- [Written task]:
Swap "white van" for "delivery truck" in the entries that begin with the line containing "Bet you can't find pile" and end with the line containing "[81,102,116,159]", leaving everything else as it is. Give only those lines.

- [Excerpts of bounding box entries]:

********

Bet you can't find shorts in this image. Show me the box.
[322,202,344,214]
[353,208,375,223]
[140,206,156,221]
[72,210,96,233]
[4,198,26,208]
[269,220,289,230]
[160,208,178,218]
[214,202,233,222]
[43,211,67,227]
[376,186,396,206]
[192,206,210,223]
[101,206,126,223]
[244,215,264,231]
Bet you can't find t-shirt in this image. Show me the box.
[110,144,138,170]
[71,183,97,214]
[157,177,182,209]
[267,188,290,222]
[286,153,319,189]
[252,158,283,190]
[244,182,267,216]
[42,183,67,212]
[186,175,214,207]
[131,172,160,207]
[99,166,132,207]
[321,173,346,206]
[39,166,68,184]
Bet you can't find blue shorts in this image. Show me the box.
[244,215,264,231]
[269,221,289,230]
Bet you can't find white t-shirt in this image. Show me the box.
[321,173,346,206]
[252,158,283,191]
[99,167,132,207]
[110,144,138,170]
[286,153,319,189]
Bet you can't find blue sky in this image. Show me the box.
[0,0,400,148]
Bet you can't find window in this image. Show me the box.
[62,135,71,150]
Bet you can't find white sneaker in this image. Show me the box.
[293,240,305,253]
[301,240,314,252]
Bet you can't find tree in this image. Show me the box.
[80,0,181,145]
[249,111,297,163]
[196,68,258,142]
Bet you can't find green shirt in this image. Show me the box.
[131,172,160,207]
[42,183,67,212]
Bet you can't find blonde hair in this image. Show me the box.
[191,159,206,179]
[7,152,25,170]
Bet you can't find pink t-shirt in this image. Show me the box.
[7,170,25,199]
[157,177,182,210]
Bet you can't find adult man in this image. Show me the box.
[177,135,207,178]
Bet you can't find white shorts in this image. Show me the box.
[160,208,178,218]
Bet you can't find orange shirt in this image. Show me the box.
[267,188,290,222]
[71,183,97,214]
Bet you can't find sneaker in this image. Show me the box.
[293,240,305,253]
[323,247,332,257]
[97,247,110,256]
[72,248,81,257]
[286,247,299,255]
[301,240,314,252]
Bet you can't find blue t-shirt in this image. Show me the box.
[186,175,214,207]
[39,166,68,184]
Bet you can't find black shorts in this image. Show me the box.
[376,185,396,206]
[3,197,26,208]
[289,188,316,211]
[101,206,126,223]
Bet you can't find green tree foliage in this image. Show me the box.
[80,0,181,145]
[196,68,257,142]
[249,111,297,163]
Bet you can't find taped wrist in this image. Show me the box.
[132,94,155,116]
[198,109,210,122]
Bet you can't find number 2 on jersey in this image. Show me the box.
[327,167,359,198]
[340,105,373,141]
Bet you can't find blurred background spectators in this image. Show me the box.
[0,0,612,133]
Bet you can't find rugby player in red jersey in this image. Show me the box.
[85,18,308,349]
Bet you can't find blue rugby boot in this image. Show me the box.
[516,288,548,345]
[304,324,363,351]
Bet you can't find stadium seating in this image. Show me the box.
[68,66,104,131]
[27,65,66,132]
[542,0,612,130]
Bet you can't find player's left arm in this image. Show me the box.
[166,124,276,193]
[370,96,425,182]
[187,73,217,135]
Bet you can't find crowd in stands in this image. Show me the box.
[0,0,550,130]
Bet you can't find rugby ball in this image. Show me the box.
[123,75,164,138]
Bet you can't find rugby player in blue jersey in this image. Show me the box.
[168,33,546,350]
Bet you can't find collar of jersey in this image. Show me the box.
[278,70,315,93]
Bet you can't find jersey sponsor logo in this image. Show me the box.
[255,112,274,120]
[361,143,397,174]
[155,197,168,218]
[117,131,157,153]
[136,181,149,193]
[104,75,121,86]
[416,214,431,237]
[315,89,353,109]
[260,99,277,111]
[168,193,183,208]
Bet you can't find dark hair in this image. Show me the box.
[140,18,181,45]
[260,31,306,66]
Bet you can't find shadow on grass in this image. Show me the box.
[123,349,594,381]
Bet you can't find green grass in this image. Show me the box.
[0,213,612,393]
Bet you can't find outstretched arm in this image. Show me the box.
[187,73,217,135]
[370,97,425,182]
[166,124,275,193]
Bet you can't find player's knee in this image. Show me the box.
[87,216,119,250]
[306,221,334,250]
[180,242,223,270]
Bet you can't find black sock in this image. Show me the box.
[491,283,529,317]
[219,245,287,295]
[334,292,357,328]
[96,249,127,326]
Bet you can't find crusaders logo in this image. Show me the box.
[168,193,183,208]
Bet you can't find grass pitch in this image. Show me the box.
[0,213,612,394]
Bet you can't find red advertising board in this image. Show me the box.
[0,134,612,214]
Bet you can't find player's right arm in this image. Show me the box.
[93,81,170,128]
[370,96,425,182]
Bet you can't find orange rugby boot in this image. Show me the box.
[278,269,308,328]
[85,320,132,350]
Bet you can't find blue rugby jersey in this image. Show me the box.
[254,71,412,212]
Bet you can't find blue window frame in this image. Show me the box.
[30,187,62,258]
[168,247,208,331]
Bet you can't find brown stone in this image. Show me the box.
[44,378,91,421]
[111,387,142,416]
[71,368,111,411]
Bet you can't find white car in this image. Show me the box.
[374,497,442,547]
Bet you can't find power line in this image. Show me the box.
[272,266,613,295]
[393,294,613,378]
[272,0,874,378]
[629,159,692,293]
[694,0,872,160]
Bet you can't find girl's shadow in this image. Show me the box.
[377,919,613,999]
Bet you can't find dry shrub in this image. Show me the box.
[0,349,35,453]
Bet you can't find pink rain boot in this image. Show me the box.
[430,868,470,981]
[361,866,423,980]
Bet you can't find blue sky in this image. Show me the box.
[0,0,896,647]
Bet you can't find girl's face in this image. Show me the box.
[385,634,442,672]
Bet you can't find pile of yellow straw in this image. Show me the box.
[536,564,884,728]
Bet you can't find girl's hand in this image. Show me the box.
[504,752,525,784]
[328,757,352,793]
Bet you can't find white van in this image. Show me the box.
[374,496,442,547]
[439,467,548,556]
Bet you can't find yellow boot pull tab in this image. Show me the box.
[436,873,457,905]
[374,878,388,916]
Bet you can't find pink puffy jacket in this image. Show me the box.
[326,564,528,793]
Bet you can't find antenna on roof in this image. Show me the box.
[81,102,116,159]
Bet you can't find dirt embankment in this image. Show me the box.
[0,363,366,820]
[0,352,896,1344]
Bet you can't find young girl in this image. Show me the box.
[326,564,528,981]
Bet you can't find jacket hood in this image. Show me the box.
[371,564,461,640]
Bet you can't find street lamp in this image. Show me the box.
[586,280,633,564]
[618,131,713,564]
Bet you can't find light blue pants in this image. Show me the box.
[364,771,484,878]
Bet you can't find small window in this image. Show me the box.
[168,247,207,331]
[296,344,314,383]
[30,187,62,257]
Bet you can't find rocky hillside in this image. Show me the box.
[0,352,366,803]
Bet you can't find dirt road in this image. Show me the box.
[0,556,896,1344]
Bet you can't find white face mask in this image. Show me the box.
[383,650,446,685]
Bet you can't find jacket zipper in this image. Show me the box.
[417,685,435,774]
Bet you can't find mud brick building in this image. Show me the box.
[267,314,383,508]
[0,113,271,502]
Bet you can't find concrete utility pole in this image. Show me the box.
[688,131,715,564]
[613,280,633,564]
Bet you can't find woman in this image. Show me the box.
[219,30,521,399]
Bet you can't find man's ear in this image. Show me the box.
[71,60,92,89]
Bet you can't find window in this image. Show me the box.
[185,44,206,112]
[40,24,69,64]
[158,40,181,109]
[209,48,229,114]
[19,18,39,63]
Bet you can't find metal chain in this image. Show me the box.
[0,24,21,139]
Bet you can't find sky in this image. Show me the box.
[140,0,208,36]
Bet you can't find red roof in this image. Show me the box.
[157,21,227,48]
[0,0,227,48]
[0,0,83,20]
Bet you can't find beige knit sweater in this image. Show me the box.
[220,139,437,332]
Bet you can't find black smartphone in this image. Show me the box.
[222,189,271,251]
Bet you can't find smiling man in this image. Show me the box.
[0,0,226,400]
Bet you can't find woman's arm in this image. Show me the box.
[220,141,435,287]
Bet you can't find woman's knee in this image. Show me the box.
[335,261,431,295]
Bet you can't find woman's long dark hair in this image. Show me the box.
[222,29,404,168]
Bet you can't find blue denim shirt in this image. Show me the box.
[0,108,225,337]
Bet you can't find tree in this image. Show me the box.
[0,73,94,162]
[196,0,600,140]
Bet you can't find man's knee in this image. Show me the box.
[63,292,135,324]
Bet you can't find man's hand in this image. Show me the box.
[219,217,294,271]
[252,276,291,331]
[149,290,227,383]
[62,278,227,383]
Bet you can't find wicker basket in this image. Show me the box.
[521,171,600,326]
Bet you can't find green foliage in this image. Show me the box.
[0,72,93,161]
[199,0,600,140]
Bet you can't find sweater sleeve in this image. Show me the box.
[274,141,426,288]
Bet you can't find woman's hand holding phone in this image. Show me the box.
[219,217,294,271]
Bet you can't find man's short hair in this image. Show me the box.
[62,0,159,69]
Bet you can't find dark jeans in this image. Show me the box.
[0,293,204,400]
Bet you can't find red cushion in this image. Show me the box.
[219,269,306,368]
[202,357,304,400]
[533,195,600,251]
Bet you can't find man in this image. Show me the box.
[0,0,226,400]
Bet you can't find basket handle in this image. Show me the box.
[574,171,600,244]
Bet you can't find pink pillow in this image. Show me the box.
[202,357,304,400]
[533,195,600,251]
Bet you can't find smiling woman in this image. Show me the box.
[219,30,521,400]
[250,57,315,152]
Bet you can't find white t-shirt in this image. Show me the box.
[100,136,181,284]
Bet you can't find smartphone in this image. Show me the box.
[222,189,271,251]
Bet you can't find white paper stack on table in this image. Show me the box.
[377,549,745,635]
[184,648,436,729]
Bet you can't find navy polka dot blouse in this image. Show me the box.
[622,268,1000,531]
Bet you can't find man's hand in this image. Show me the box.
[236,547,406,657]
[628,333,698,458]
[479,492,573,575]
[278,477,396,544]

********

- [Response to this exercise]:
Bet you can't find pile of yellow straw in this image. Show me the box.
[536,564,884,728]
Bet you can't find girl's hand in this image. Show me the box.
[504,752,525,784]
[328,757,352,793]
Bet you can't find delivery truck in this image. Show me the box.
[374,496,442,547]
[439,467,548,556]
Bet you can't find yellow boot pull tab in this image. Show me the box.
[436,873,457,905]
[374,878,388,916]
Bet you can't find pink puffy jacket in this image. Show me the box.
[326,564,528,793]
Bet you can't find antenna on roof in this image. Show me the box.
[81,102,116,159]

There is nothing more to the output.